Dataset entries
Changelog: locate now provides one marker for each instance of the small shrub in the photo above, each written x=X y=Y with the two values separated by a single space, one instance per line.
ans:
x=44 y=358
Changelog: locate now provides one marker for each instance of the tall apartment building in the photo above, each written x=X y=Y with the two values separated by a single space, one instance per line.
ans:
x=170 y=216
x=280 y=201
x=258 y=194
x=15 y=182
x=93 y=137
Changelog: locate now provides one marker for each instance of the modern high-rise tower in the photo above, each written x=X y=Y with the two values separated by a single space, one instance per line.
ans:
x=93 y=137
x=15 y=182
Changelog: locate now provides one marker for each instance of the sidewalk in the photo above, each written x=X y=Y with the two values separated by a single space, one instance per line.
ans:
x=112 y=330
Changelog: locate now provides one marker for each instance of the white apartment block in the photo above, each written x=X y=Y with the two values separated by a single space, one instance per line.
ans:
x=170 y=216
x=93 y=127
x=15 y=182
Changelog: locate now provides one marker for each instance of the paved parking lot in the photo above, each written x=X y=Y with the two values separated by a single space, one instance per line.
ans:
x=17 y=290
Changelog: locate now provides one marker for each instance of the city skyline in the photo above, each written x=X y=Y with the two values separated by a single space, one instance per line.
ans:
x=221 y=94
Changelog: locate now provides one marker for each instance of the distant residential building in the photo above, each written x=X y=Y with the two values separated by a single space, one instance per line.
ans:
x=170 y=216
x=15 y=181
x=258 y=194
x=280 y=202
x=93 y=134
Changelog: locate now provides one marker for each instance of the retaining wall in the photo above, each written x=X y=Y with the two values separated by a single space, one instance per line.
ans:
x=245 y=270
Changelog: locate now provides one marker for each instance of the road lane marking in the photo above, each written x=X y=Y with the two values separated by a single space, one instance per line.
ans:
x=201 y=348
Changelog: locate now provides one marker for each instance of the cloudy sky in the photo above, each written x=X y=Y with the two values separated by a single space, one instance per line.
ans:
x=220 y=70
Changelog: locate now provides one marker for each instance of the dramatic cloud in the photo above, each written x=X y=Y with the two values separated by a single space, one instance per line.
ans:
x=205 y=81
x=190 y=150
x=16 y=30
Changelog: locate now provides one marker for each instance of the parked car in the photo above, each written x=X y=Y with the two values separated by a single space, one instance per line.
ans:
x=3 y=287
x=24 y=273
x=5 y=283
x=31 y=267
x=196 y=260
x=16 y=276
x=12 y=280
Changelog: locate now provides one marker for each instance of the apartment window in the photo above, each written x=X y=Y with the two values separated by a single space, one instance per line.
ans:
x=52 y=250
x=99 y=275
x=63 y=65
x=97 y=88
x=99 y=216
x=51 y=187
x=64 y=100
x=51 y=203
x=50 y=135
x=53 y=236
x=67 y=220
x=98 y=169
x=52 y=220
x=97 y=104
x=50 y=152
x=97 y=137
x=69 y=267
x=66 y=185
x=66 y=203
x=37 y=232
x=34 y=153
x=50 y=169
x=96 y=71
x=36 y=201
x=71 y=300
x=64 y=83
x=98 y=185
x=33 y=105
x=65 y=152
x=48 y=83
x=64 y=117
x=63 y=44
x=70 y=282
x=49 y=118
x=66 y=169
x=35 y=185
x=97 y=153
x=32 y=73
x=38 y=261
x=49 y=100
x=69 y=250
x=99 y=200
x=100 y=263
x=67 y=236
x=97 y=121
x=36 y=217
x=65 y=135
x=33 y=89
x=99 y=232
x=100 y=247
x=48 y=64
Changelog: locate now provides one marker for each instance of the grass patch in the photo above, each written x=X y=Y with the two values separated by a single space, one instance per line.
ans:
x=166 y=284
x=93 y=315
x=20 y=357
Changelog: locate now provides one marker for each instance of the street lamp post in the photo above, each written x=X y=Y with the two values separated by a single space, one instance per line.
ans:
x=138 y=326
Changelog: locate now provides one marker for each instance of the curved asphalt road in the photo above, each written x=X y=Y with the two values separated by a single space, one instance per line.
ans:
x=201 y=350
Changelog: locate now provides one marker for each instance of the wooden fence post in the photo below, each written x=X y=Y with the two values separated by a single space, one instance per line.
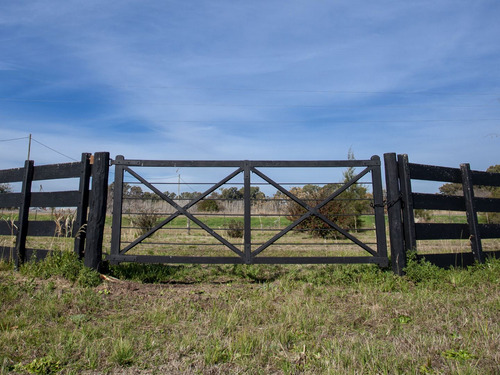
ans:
x=475 y=237
x=97 y=211
x=398 y=254
x=117 y=208
x=80 y=230
x=407 y=208
x=24 y=209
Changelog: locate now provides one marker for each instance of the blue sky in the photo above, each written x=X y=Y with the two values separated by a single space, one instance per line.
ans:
x=251 y=80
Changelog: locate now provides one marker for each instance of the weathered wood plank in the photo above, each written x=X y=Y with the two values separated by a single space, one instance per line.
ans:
x=10 y=200
x=475 y=236
x=24 y=213
x=487 y=204
x=485 y=178
x=396 y=233
x=434 y=173
x=489 y=230
x=97 y=213
x=438 y=202
x=11 y=175
x=57 y=171
x=435 y=231
x=55 y=199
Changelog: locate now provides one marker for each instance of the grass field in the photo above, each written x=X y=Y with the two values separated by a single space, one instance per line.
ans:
x=58 y=317
x=55 y=317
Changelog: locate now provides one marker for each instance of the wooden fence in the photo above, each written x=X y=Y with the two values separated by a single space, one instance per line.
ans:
x=88 y=225
x=90 y=201
x=402 y=203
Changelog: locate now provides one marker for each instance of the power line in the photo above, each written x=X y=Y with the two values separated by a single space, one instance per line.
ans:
x=50 y=148
x=13 y=139
x=311 y=121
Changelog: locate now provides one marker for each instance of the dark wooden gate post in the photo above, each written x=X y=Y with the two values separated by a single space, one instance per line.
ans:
x=24 y=210
x=80 y=229
x=97 y=213
x=407 y=199
x=117 y=208
x=398 y=254
x=378 y=208
x=475 y=237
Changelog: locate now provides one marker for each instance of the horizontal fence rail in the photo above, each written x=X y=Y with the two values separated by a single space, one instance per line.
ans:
x=404 y=229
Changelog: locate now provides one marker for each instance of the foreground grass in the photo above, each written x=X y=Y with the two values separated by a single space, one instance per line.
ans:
x=251 y=320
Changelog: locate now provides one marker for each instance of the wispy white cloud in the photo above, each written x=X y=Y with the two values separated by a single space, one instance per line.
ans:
x=126 y=64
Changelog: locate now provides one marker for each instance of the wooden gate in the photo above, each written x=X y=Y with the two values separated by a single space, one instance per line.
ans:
x=256 y=245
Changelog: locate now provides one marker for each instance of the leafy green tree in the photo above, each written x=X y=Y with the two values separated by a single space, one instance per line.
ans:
x=345 y=210
x=231 y=194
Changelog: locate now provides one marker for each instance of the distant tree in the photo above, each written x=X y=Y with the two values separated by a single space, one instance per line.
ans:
x=255 y=193
x=345 y=211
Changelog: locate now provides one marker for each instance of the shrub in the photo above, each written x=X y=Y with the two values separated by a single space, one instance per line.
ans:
x=209 y=205
x=235 y=229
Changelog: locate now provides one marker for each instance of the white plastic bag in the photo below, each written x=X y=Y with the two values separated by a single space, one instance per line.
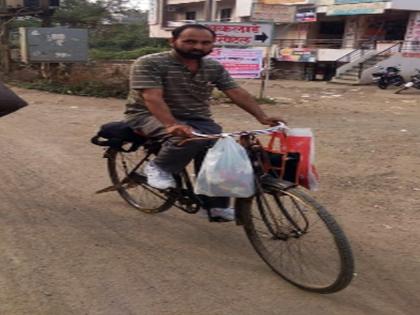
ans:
x=226 y=171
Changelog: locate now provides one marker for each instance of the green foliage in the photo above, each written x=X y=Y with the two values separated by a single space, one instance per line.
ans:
x=80 y=13
x=86 y=88
x=123 y=55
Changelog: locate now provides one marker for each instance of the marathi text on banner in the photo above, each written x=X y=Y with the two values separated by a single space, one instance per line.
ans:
x=240 y=63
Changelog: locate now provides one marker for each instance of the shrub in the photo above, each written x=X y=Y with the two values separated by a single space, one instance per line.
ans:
x=97 y=54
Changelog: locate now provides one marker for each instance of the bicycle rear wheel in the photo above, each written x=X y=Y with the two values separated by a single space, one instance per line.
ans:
x=132 y=186
x=299 y=240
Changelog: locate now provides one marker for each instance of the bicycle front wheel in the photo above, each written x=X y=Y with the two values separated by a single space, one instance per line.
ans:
x=299 y=240
x=132 y=186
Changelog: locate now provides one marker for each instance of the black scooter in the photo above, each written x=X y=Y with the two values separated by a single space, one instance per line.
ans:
x=388 y=76
x=414 y=82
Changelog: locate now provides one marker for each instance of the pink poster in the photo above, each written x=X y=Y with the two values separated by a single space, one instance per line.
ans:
x=240 y=63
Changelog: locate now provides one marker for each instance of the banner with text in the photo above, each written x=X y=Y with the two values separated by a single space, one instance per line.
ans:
x=241 y=34
x=240 y=63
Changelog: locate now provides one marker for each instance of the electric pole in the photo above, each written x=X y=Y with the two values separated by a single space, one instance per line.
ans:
x=208 y=9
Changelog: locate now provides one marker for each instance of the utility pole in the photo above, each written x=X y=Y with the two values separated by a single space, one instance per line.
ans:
x=4 y=44
x=208 y=9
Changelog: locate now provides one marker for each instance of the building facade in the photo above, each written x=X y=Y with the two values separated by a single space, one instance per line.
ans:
x=311 y=37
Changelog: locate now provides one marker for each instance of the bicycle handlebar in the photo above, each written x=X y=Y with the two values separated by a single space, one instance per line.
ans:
x=280 y=126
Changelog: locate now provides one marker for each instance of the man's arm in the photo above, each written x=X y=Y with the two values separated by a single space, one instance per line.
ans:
x=245 y=101
x=153 y=99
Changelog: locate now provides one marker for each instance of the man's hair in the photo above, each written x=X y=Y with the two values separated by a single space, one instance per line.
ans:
x=177 y=32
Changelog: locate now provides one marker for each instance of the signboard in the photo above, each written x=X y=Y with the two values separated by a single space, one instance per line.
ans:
x=305 y=14
x=53 y=44
x=153 y=12
x=356 y=1
x=242 y=34
x=240 y=63
x=284 y=1
x=276 y=13
x=296 y=54
x=361 y=8
x=411 y=46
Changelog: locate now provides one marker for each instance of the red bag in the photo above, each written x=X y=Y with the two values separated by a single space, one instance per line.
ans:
x=295 y=143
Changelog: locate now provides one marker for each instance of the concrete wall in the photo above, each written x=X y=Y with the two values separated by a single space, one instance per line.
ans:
x=408 y=67
x=406 y=5
x=332 y=54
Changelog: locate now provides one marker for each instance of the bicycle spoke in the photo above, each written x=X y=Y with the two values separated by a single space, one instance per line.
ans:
x=292 y=236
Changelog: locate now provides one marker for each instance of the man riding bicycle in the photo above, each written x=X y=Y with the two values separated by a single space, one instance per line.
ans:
x=169 y=94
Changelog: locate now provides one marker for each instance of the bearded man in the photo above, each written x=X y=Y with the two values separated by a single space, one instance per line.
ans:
x=169 y=95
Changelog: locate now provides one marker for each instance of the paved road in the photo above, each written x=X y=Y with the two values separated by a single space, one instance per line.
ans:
x=65 y=250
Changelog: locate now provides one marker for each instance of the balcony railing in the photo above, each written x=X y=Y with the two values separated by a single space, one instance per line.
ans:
x=322 y=43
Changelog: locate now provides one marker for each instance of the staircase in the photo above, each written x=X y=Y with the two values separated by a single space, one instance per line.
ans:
x=351 y=66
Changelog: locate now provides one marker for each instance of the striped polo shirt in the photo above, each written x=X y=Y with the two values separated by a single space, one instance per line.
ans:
x=185 y=93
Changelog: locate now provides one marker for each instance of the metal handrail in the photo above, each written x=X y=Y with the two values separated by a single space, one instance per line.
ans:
x=398 y=45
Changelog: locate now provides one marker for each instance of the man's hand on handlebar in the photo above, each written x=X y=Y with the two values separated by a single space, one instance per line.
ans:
x=180 y=130
x=271 y=121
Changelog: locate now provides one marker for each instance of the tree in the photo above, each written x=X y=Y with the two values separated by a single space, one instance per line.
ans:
x=81 y=14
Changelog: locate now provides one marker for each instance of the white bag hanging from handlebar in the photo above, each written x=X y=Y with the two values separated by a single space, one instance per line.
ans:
x=226 y=171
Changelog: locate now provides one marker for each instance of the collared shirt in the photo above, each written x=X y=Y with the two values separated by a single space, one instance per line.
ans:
x=185 y=93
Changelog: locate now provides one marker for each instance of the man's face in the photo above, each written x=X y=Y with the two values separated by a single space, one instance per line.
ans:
x=193 y=43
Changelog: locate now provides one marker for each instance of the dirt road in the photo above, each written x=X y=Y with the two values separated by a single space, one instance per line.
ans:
x=65 y=250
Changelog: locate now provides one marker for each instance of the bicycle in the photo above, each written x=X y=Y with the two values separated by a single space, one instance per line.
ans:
x=292 y=233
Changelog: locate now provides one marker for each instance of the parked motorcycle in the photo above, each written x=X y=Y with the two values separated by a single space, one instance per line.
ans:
x=414 y=82
x=388 y=76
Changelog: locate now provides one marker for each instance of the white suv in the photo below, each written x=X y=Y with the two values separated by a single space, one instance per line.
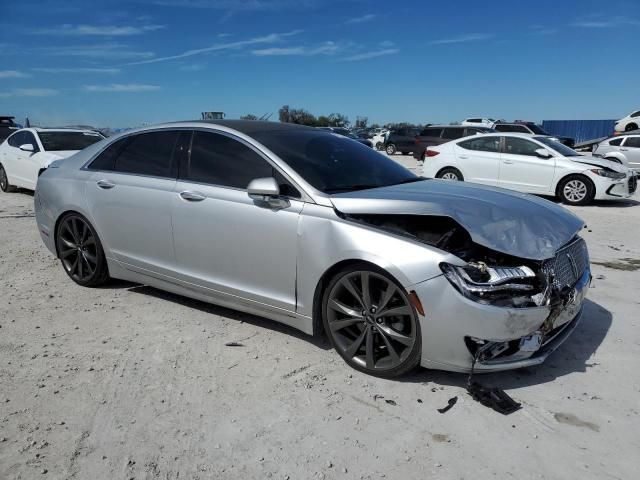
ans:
x=628 y=123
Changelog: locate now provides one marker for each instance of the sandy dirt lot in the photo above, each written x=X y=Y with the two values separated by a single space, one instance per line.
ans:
x=128 y=382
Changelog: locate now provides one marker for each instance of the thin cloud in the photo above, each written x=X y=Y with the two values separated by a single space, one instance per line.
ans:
x=112 y=51
x=471 y=37
x=119 y=87
x=98 y=30
x=271 y=38
x=13 y=74
x=327 y=48
x=108 y=71
x=362 y=19
x=368 y=55
x=607 y=22
x=29 y=92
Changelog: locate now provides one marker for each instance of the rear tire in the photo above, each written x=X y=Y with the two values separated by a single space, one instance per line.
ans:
x=576 y=190
x=376 y=330
x=80 y=251
x=450 y=173
x=5 y=186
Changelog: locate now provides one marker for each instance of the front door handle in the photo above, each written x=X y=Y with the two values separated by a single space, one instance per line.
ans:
x=105 y=184
x=192 y=196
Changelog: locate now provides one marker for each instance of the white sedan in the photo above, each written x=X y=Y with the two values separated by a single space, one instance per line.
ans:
x=27 y=152
x=528 y=164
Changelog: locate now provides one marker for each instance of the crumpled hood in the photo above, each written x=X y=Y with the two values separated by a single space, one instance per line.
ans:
x=509 y=222
x=600 y=162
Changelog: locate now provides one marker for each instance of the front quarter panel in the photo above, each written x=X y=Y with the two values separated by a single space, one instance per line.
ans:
x=326 y=240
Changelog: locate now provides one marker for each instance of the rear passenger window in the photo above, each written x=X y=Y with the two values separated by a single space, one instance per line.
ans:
x=431 y=132
x=107 y=159
x=220 y=160
x=453 y=133
x=482 y=144
x=148 y=154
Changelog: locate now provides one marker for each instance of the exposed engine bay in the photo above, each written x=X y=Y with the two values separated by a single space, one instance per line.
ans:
x=490 y=277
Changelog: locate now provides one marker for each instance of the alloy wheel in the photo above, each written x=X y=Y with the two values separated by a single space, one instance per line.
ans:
x=371 y=321
x=575 y=191
x=77 y=248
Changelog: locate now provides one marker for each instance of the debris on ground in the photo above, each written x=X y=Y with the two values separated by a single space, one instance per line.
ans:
x=452 y=401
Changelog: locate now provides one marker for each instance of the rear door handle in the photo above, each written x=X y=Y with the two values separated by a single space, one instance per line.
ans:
x=192 y=196
x=105 y=184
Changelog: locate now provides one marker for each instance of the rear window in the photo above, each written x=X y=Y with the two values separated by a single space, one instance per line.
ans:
x=59 y=141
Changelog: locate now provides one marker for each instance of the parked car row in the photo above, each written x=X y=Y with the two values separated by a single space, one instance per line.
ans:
x=322 y=233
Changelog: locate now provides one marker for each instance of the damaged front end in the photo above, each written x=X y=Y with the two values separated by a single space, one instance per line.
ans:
x=555 y=286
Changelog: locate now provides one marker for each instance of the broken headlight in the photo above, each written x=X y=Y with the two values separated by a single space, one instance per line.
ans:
x=496 y=285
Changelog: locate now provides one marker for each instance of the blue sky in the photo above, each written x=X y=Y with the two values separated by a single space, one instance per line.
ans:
x=123 y=63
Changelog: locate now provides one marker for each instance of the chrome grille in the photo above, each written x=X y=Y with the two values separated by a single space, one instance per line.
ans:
x=569 y=264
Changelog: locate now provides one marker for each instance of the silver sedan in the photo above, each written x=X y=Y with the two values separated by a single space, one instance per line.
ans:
x=319 y=232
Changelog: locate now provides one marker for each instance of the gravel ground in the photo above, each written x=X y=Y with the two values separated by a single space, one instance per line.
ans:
x=127 y=382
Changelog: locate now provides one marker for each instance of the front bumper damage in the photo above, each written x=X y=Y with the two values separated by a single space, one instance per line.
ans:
x=457 y=330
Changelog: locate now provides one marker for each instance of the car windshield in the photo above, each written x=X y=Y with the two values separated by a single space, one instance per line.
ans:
x=558 y=147
x=333 y=164
x=60 y=141
x=536 y=129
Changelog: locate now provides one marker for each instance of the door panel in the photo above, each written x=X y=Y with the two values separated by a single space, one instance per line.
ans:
x=521 y=169
x=233 y=244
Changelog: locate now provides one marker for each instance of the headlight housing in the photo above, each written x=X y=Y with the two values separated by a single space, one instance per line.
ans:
x=503 y=286
x=603 y=172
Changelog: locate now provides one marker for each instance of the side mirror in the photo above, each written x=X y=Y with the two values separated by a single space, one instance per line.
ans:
x=27 y=147
x=543 y=153
x=263 y=189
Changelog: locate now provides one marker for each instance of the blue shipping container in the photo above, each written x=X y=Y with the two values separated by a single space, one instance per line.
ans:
x=581 y=130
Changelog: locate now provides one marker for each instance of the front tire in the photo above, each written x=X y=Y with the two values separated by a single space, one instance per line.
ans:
x=5 y=186
x=450 y=173
x=80 y=251
x=370 y=322
x=576 y=190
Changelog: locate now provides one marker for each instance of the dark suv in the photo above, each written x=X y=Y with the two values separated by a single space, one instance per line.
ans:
x=401 y=140
x=7 y=127
x=437 y=134
x=532 y=129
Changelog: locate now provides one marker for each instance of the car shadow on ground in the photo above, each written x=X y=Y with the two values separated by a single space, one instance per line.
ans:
x=572 y=356
x=228 y=313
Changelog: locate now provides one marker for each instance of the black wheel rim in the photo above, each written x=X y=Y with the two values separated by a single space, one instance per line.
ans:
x=371 y=321
x=77 y=248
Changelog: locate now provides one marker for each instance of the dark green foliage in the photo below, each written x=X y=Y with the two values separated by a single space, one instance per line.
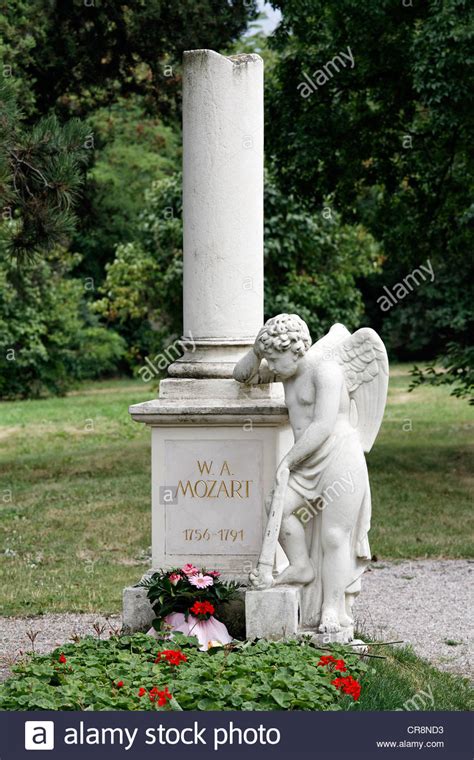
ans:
x=313 y=261
x=89 y=53
x=250 y=676
x=311 y=264
x=391 y=139
x=258 y=676
x=40 y=176
x=457 y=371
x=142 y=293
x=48 y=337
x=131 y=150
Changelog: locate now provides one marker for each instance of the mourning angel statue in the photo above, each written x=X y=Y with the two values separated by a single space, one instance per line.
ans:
x=335 y=392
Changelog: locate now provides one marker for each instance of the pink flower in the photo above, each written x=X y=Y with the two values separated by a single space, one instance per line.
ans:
x=190 y=569
x=201 y=581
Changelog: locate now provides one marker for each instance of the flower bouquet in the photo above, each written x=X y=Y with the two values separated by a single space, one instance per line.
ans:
x=185 y=600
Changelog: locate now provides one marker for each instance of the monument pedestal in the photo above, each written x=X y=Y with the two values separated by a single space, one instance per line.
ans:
x=215 y=448
x=276 y=614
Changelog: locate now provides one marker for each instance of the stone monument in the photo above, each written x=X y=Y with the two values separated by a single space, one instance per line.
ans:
x=215 y=443
x=320 y=513
x=220 y=426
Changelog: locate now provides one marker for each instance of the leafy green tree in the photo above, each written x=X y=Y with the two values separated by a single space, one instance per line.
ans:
x=131 y=150
x=312 y=262
x=89 y=52
x=41 y=171
x=388 y=131
x=49 y=338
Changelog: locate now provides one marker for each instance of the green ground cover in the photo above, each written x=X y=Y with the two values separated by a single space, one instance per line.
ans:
x=75 y=491
x=120 y=673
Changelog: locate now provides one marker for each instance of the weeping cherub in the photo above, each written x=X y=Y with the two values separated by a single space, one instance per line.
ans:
x=335 y=392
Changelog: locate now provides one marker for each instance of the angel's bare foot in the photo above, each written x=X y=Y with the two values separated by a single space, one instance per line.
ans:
x=261 y=578
x=330 y=622
x=303 y=573
x=345 y=620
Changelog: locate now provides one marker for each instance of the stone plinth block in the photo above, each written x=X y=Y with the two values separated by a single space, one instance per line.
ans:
x=137 y=610
x=343 y=636
x=215 y=449
x=273 y=613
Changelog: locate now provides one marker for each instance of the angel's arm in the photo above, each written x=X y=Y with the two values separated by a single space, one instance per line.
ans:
x=252 y=369
x=328 y=380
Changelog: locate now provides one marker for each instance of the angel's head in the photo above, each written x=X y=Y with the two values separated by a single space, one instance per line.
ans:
x=283 y=341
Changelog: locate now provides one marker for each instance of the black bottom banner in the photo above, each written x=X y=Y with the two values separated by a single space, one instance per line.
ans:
x=235 y=734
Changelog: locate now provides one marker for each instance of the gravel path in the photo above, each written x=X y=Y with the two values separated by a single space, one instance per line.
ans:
x=427 y=603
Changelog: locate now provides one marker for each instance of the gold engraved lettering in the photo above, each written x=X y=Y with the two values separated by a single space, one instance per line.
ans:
x=205 y=466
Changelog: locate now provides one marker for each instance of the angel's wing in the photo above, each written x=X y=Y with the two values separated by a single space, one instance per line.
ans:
x=365 y=364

> WHAT YOU ARE ASKED TO DO
Whenever a line in the data holds "road", copy that line.

> RESULT OF THIS EXERCISE
Changelog: locate now provides one marker for each instance of the road lane marking in the photo above, each written x=X y=Y with the two values separated by a single space, one instance per line.
Changelog: locate now provides one marker for each instance of the curved asphalt road in the photo above, each written x=X y=Y with the two values separated by a single space, one instance per line.
Changelog: locate now provides one marker for each instance of the paved road in the photo above, each written x=X y=Y with the two values separated by a single space, one instance per line.
Changelog: locate now provides one marker for each instance of the dirt road in the photo above, each written x=X y=Y with the two values separated by a single space, one instance per line.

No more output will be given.